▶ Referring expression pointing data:

══════════════════════════════

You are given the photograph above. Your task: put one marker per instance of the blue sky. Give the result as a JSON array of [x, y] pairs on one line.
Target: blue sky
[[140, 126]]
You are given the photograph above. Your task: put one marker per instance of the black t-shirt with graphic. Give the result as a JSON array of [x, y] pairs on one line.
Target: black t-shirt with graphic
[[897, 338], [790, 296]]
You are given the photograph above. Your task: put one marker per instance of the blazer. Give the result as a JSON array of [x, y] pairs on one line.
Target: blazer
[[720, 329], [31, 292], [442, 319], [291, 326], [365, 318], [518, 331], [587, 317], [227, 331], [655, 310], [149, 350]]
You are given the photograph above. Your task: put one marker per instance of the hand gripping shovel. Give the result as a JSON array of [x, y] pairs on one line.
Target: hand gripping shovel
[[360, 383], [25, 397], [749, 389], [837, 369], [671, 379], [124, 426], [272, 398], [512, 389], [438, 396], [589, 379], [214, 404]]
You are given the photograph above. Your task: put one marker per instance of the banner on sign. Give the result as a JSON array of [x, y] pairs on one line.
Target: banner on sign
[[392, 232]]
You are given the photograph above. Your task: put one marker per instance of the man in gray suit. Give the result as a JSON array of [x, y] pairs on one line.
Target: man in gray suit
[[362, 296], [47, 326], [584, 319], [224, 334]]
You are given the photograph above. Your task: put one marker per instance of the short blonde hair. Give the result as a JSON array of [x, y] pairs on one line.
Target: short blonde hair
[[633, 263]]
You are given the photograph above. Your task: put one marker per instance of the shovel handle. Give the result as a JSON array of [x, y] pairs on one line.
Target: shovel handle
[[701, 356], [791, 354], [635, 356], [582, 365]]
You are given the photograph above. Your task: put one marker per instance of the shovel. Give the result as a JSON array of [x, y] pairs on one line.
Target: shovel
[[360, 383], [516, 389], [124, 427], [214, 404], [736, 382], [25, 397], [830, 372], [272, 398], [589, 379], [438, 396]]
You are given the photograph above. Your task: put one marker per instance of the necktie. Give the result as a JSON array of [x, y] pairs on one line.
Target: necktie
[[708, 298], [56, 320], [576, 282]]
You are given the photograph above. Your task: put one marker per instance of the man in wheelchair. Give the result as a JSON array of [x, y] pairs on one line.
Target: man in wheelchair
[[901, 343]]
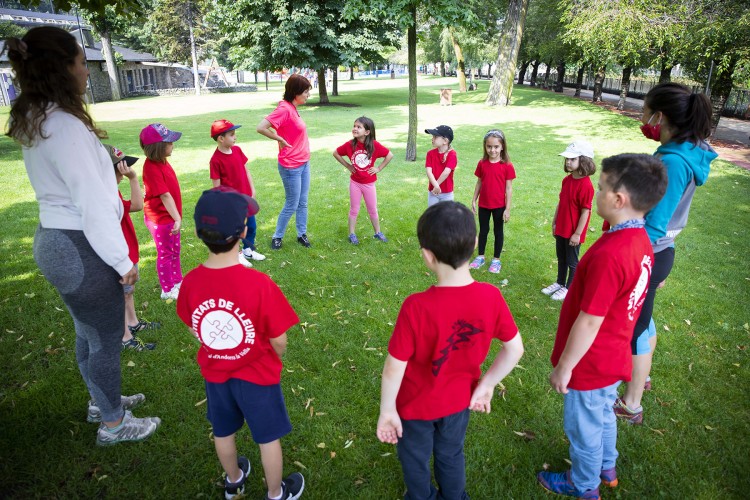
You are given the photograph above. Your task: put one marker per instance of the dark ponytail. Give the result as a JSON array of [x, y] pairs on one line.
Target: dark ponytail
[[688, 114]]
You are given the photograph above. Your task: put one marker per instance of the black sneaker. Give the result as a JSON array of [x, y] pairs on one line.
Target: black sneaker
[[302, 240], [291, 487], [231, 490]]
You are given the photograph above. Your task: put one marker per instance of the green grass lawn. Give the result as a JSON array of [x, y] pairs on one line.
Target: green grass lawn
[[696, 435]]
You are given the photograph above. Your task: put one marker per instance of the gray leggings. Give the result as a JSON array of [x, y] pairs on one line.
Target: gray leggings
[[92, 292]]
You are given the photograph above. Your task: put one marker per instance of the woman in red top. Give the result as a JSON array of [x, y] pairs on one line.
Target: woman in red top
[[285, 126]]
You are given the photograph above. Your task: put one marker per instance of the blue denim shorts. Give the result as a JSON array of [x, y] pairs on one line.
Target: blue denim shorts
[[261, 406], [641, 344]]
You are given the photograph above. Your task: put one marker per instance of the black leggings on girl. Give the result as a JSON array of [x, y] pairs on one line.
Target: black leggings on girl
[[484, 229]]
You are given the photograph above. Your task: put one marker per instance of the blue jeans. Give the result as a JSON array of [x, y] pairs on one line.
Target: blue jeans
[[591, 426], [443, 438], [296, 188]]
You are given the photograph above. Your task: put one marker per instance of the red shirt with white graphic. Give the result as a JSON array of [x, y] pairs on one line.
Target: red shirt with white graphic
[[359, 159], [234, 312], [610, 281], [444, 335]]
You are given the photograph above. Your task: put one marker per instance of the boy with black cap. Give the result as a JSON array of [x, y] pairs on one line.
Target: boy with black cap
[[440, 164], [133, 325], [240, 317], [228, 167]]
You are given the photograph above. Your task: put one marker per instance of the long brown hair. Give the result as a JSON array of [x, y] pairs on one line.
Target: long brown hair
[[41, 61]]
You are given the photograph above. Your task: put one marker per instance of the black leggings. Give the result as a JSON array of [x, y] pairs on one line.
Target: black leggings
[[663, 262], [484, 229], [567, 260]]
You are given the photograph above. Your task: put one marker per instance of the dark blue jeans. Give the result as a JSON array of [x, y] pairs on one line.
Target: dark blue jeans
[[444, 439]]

══════════════════════════════

▶ Directions for this task: Transcribe every line of the records exactly. Pictures do not belong in the copy.

▶ Task answer:
You are given the photograph above. Your task: put one marker per instance of the blue sky. Give the result as a JSON array of [x, y] pairs on one line.
Target: blue sky
[[140, 126]]
You are given the photograph above. Your task: put one marker per instance of the black t-shirt with graphic. Give the result as a JSON array of [x, y] pairs on one line.
Target: black t-shirt with graphic
[[897, 338], [790, 296]]
You are given the photograph above. Your task: put one marker per instance of the blazer. Give the result as a JSON array of [x, y] pairs on one line.
Target: blazer
[[720, 329], [31, 292], [442, 319], [291, 326], [365, 318], [518, 331], [587, 317], [227, 331], [655, 310], [149, 350]]
You are given the photograph above. Your task: put one marker per instance of the hand gripping shovel. Give the result as a JSON array of [x, y] pairs on one line.
Target: hand gripping shovel
[[360, 383], [25, 397], [749, 389], [837, 369], [671, 379], [124, 426], [272, 398], [512, 389], [438, 396], [589, 379], [214, 404]]
You are given the photograph above. Your task: put one marker per instance of the banner on sign. Give the result as a JSON array of [x, y] pairs on one line.
Target: banner on sign
[[392, 232]]
You are given the photograph above. Your task: put one marker per instance of the man in gray suit. Give the result as a JSON array of [x, y] pairs on one line.
Target: man in gray suit
[[362, 296], [47, 326], [584, 319], [224, 334]]
You are given the photograph above. Your task: put one marker per instance of the short blonde hair. Give the result as a JSON array of [x, y] pairs on one line.
Target: short blonde hair
[[633, 263]]
You are given the photograph above. Your task: put one marker per instance of the shovel handle. Give the result as a JSON array of [x, y] pairs on one line.
Target: shovel handle
[[701, 356], [791, 354], [635, 356], [582, 365]]
You are given the photograph above. Your task: put one marker per instance of the shovel. Give the result as a JSON array of [x, y] pairs on one line.
Target: shovel
[[360, 383], [516, 389], [124, 427], [214, 404], [736, 382], [25, 397], [830, 372], [272, 398], [589, 379], [438, 396]]
You are given the photograph above. Your task: put one marker per instance of the necktie. Give the result as a JSON array of [x, y] pairs on one line.
Target: necktie
[[708, 298], [56, 320], [576, 282]]
You are given the photograph above. Your task: put one marker per instance of the man in wheelchair. Give the result as a JSON array of [x, y] pairs on one line.
Target: man in wheelchair
[[901, 343]]
You are given the photograph above. Your task: put one marker per instance of the dark ponytail. Give the result as a JSON array of [x, y] pairs on one line.
Target: dark ponytail
[[688, 114]]
You are given the photograph above. Your task: put one marker per instance of the black sneaker. Give the result as a JSON array of [x, y] pairs on one line.
Target: black sneaker
[[302, 240], [291, 487], [231, 490]]
You are given the photograph above. Your task: put one marker per instance of the green grass lawn. Give the result as a JSON array of [x, y] pairs on one line.
Target: green grass lawn
[[696, 435]]
You are given the photograph above. Your task: put one marker per instance of the gray leggings. Give the result as a JSON array of [x, y] pairs on one line.
Target: gray leggings
[[92, 292]]
You are given the photograph above. Your task: put one marker per instance of the woman in red top. Give the result as a JSON array of [x, y] pairs on one line.
Target: woman in red top
[[285, 126]]
You are given the photograph above. Your task: put one marker per instance of the blue denim shorts. Give the result as a JSON array of [x, y] pairs on one line.
Target: blue denim shorts
[[261, 406], [641, 344]]
You are given the photograph above. Your task: put one marker per instance of the black leggings on girl. Give the result as a JSON array of [x, y] pairs on one line.
Target: black leggings on girl
[[484, 229]]
You are given the photograph above. Your task: put one marker per instance of the blue jeans. Give the result as a JSON array of [x, y] pairs on one line.
Target: blue jeans
[[591, 426], [443, 438], [296, 188]]
You are given the photograph above. Your task: put one marker per instance of the red shirt with white graphic. Give the result as a JSON array of [x, y] pairs on one line.
Target: red shirt with white graphic
[[359, 159], [234, 312], [610, 281], [444, 335]]
You are given the photograph above. Your task: put one marker per instance of the boy with black cap. Give the result as a JSON array of [x, y] pairs on one line.
Target: boy with black cap
[[440, 164], [133, 325], [240, 317], [228, 167]]
You are given the photograph above. Your task: put one marker per instance of the long brown hair. Give the result as a JSON array of [x, y] pairs on one line.
Target: long brown hair
[[41, 61]]
You are given the photograph above. Your task: put one marker per instance of the black leggings. Give the result as a JSON array of [x, y] pairs on one line.
Target: black leggings
[[663, 262], [484, 229], [567, 260]]
You are given the photograph above. Your task: put one marker per instance of the dark blue jeans. Give the result as a JSON array of [x, y] pairs on one line.
Target: dark blue jeans
[[444, 439]]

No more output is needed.